Supplied information.

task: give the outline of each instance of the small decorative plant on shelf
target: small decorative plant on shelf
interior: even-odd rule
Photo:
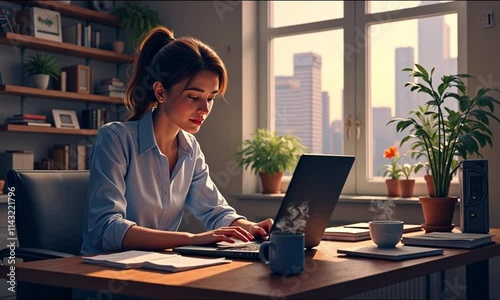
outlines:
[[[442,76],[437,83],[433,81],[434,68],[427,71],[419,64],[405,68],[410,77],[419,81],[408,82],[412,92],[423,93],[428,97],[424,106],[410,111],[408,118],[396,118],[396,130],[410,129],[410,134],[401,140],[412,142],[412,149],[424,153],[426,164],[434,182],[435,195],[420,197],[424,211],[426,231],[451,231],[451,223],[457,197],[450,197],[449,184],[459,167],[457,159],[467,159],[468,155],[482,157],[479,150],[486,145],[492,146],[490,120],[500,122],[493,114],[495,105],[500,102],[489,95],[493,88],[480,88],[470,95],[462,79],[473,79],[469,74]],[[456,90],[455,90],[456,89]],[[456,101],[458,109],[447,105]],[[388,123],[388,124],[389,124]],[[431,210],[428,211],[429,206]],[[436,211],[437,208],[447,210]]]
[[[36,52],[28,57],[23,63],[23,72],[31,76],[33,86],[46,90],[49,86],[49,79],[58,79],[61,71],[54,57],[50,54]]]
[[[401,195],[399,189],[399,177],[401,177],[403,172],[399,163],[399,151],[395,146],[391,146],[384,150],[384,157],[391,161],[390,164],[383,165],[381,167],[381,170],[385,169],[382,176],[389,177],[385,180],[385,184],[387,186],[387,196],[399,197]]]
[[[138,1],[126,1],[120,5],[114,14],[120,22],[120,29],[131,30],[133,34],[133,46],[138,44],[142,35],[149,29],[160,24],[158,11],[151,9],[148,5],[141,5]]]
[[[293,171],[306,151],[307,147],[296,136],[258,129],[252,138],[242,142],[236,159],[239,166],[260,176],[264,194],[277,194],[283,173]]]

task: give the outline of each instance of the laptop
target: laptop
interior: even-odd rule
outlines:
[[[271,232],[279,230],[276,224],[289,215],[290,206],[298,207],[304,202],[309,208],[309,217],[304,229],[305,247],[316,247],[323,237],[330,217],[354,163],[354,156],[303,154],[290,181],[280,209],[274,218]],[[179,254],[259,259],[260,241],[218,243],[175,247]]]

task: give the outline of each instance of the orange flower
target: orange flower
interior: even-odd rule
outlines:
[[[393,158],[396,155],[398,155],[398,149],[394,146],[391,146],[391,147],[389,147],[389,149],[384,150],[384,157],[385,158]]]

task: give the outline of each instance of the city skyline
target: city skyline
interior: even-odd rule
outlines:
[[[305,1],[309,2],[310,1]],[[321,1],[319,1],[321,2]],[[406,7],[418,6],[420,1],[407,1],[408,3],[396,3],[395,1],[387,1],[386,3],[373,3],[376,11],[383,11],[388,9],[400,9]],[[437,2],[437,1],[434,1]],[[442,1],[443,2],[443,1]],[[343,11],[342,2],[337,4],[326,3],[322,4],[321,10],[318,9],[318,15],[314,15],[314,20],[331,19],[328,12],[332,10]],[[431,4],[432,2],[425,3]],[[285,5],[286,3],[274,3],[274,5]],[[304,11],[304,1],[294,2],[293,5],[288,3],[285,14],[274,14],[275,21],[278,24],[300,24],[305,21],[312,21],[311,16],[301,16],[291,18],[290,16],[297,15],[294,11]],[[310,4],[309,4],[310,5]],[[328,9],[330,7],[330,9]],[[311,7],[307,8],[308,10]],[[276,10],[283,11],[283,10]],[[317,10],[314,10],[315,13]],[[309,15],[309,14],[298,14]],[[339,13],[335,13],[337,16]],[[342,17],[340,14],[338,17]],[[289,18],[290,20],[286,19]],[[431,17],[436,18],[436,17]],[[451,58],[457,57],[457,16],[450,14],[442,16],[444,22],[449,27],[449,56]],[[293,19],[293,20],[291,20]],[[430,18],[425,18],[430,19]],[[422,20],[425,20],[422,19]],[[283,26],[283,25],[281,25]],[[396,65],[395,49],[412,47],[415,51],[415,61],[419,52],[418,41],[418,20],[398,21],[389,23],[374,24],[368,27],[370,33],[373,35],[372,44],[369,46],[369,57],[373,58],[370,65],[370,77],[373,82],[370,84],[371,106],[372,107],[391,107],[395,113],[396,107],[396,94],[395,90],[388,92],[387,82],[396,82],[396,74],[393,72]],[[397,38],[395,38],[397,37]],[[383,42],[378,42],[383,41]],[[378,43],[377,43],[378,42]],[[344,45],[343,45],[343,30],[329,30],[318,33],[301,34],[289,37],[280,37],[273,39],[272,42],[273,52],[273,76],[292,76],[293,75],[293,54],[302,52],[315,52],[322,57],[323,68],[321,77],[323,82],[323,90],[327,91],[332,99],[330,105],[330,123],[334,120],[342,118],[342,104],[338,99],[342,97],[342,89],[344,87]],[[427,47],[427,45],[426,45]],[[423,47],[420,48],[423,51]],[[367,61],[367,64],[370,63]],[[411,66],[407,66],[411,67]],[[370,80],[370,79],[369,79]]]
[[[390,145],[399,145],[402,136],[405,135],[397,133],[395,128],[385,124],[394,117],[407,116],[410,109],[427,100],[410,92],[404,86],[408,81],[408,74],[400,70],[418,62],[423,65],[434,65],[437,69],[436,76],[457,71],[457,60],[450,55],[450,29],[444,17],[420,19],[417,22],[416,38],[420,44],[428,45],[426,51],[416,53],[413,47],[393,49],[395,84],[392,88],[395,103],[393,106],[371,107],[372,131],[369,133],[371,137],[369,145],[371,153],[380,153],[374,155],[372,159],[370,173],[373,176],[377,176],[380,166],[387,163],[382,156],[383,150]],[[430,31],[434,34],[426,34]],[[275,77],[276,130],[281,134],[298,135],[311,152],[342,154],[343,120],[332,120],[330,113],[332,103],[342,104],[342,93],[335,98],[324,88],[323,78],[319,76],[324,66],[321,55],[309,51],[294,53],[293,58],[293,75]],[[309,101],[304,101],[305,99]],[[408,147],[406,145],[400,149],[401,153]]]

Your task. Retype the listing verbatim, minus every image.

Response area.
task: give the outline of each instance of the small decorative plant on shelf
target: small decorative plant on shelf
interior: even-odd rule
Photo:
outlines:
[[[442,76],[437,83],[433,81],[434,68],[427,71],[419,64],[405,68],[410,77],[419,81],[408,82],[412,92],[423,93],[428,97],[424,106],[410,111],[408,118],[396,118],[396,130],[410,129],[410,134],[401,140],[412,142],[412,149],[424,153],[426,164],[434,182],[435,195],[420,197],[424,211],[426,231],[451,231],[451,223],[457,197],[450,197],[449,184],[459,167],[457,159],[467,159],[468,155],[482,157],[479,150],[486,145],[492,146],[490,120],[500,122],[493,114],[495,105],[500,102],[489,95],[493,88],[480,88],[470,95],[462,79],[473,79],[469,74]],[[456,90],[455,90],[456,89]],[[456,101],[458,109],[447,105]],[[388,123],[388,124],[389,124]],[[431,210],[428,211],[429,206]],[[436,211],[437,208],[447,210]]]
[[[36,52],[28,57],[23,63],[23,72],[31,76],[33,86],[46,90],[49,86],[49,79],[58,79],[61,71],[54,57],[50,54]]]
[[[401,195],[399,189],[399,177],[401,177],[403,172],[399,163],[399,151],[395,146],[391,146],[384,150],[384,157],[391,161],[390,164],[383,165],[381,167],[381,170],[385,169],[382,176],[389,177],[385,180],[385,184],[387,186],[387,196],[399,197]]]
[[[138,1],[126,1],[120,5],[114,14],[120,22],[120,29],[131,30],[133,34],[133,46],[138,44],[142,35],[149,29],[160,24],[158,11],[151,9],[148,5],[141,5]]]
[[[293,171],[306,151],[307,147],[296,136],[258,129],[252,138],[242,142],[236,159],[239,166],[260,176],[264,194],[277,194],[283,173]]]

task: give the outline of each instance of the laptop
target: laptop
interior: even-odd rule
outlines:
[[[271,232],[279,230],[276,224],[289,215],[290,206],[298,207],[304,202],[309,208],[309,217],[304,229],[305,247],[316,247],[323,237],[330,217],[354,163],[354,156],[303,154],[290,181],[280,209],[274,218]],[[179,254],[259,259],[260,241],[218,243],[175,247]]]

task: give the outline of each instance of the orange flower
target: orange flower
interior: even-odd rule
outlines:
[[[393,158],[396,155],[398,155],[398,149],[394,146],[391,146],[391,147],[389,147],[389,149],[384,150],[384,157],[385,158]]]

task: give the outline of each instance of the city skyline
target: city skyline
interior: even-odd rule
outlines:
[[[305,1],[309,2],[310,1]],[[321,1],[319,1],[321,2]],[[406,7],[418,6],[420,1],[407,1],[408,3],[396,3],[395,1],[387,1],[386,3],[373,3],[376,11],[383,11],[388,9],[400,9]],[[437,2],[437,1],[434,1]],[[442,1],[443,2],[443,1]],[[343,11],[342,2],[337,4],[326,3],[322,4],[321,10],[318,9],[318,15],[314,15],[314,20],[331,19],[328,12],[332,10]],[[431,4],[432,2],[425,3]],[[285,5],[286,3],[274,3],[274,5]],[[304,11],[304,1],[294,2],[293,5],[288,3],[285,14],[274,14],[275,21],[278,24],[300,24],[305,21],[312,21],[311,16],[301,16],[291,18],[290,16],[297,15],[294,11]],[[310,4],[309,4],[310,5]],[[328,9],[330,7],[330,9]],[[311,7],[307,8],[308,10]],[[276,10],[283,11],[283,10]],[[317,10],[314,10],[315,13]],[[309,15],[309,14],[298,14]],[[339,13],[335,13],[337,16]],[[342,17],[340,14],[338,17]],[[289,18],[290,20],[286,19]],[[431,17],[436,18],[436,17]],[[451,58],[457,57],[457,16],[450,14],[442,16],[444,22],[449,27],[449,56]],[[293,19],[293,20],[291,20]],[[430,18],[425,18],[430,19]],[[422,20],[425,20],[422,19]],[[283,26],[283,25],[281,25]],[[396,65],[395,49],[412,47],[415,51],[415,61],[419,52],[418,41],[418,20],[398,21],[389,23],[374,24],[368,27],[370,33],[373,35],[372,44],[369,46],[369,57],[373,58],[370,65],[370,77],[373,82],[370,84],[371,106],[372,107],[391,107],[395,113],[396,107],[396,94],[395,90],[388,92],[387,82],[396,82],[396,74],[393,72]],[[397,38],[395,38],[397,37]],[[383,42],[378,42],[383,41]],[[378,43],[377,43],[378,42]],[[344,45],[343,45],[343,30],[329,30],[318,33],[301,34],[289,37],[280,37],[273,39],[272,42],[273,52],[273,76],[292,76],[293,75],[293,54],[302,52],[315,52],[322,57],[323,68],[321,77],[323,82],[323,90],[327,91],[332,99],[330,105],[330,123],[334,120],[342,118],[342,104],[338,99],[342,97],[342,89],[344,87]],[[427,47],[427,45],[426,45]],[[423,47],[420,48],[423,51]],[[367,61],[367,64],[370,63]],[[411,66],[407,66],[411,67]],[[370,80],[370,79],[369,79]]]
[[[390,145],[399,145],[402,136],[405,135],[397,133],[395,128],[385,124],[394,117],[407,116],[410,109],[427,100],[410,92],[404,86],[408,81],[408,74],[400,70],[418,62],[423,65],[434,65],[437,69],[436,76],[457,71],[457,60],[450,55],[450,29],[444,17],[420,19],[417,22],[416,38],[420,44],[428,45],[426,51],[416,53],[413,47],[393,49],[395,84],[392,88],[395,103],[393,106],[371,107],[372,131],[369,133],[371,137],[369,145],[371,153],[380,153],[374,155],[372,159],[370,173],[373,176],[377,176],[380,166],[387,163],[382,156],[383,150]],[[430,31],[434,34],[426,34]],[[275,77],[276,130],[281,134],[298,135],[311,152],[342,154],[343,120],[332,120],[330,113],[332,103],[342,104],[342,93],[335,98],[324,88],[323,78],[319,76],[324,66],[321,55],[309,51],[294,53],[293,58],[293,75]],[[309,101],[304,101],[305,99]],[[408,147],[406,145],[400,149],[401,153]]]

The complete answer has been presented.